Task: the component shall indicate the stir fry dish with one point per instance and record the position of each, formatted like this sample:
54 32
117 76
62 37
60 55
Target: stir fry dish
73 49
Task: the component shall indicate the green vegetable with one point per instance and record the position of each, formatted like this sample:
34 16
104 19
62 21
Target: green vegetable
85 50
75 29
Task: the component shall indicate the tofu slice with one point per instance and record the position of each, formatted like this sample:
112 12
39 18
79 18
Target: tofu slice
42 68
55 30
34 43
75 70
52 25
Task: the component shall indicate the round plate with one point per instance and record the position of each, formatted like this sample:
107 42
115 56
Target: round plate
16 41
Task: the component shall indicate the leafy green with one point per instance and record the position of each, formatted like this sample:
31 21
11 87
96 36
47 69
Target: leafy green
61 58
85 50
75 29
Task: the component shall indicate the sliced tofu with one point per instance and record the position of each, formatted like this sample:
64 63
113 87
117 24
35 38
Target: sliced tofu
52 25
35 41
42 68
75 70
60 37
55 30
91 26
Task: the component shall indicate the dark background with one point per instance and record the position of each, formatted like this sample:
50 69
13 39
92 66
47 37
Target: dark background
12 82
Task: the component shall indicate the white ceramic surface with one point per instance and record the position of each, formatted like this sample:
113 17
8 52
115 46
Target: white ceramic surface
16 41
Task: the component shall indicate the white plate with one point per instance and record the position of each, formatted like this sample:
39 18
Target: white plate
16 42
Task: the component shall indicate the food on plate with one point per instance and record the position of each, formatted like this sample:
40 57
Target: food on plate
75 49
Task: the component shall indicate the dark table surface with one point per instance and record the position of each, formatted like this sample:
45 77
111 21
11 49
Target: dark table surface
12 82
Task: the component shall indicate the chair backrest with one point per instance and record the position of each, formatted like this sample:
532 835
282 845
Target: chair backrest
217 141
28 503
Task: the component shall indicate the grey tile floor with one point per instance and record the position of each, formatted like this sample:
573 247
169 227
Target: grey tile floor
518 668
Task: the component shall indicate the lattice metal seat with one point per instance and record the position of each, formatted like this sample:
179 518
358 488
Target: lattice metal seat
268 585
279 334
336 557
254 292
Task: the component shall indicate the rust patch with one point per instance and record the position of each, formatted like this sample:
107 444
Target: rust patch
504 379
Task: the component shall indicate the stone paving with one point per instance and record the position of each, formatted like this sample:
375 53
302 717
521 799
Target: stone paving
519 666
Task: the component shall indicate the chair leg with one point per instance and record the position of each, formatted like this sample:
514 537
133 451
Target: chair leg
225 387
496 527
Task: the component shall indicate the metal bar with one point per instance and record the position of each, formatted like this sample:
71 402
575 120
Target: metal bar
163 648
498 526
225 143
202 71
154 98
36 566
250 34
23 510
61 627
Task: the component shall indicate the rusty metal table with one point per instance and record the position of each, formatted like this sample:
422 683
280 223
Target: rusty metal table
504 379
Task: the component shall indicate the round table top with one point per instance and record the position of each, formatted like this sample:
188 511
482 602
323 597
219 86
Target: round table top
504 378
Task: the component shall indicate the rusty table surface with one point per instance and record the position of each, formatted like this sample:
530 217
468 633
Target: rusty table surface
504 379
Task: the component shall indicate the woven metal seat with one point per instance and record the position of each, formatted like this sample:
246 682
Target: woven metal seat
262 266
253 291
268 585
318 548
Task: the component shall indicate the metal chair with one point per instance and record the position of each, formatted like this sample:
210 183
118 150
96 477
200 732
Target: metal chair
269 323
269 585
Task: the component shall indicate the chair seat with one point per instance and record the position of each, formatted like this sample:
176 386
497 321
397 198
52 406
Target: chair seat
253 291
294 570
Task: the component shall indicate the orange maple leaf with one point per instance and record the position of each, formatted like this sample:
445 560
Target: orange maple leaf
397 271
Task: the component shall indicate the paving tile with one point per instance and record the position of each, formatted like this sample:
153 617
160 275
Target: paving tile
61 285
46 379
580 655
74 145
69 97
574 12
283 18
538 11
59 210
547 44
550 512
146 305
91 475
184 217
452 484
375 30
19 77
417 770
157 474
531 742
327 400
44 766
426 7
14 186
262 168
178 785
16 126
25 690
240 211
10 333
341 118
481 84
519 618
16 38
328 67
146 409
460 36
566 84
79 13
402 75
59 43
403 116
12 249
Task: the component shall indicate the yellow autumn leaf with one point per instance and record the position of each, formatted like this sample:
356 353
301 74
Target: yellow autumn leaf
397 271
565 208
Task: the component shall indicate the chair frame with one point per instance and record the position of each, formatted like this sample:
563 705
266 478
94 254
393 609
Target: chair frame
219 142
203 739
# # # # #
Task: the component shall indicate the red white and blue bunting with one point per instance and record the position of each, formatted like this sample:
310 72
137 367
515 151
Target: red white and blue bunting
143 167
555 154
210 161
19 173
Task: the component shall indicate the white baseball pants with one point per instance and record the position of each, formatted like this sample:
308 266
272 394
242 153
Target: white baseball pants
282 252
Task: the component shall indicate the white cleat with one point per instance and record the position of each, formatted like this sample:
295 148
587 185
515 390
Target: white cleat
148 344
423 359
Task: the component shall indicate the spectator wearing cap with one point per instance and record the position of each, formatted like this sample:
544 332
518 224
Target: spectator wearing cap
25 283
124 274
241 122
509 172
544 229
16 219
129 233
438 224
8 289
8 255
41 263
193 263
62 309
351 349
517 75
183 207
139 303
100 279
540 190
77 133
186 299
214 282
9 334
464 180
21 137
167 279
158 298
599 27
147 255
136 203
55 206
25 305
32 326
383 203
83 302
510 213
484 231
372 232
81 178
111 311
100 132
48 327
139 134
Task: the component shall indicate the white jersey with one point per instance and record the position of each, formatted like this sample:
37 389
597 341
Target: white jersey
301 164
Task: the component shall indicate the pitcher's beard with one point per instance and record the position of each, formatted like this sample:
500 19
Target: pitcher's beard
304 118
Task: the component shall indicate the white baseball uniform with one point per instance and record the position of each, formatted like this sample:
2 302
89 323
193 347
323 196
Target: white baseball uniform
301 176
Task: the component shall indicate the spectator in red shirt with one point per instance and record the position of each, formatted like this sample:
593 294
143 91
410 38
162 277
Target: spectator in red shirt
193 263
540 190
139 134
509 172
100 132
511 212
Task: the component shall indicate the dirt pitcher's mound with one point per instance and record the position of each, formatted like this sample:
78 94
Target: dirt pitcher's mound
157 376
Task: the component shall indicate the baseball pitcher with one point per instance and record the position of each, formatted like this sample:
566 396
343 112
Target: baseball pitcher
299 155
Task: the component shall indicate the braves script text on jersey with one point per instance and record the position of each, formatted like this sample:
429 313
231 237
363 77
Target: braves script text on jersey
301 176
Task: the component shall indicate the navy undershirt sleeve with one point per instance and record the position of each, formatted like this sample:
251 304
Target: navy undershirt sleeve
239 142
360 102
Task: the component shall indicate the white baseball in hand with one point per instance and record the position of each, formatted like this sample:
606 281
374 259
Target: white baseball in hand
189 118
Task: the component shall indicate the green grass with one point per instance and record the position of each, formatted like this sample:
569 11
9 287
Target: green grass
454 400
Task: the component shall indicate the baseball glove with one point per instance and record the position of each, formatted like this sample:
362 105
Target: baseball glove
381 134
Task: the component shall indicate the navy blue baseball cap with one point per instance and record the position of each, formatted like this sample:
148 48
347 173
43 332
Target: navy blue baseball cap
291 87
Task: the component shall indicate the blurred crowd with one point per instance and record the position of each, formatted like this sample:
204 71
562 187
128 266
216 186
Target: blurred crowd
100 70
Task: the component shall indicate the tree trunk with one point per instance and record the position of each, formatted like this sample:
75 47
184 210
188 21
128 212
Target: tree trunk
# # # # #
The problem:
Find every line in the entries that contains the word "uniform" and copy each one in full.

Task output:
Task: the component shall indicate the white baseball uniform with one point per instance and record the position of each, formatted like this sample:
Target: white baseball uniform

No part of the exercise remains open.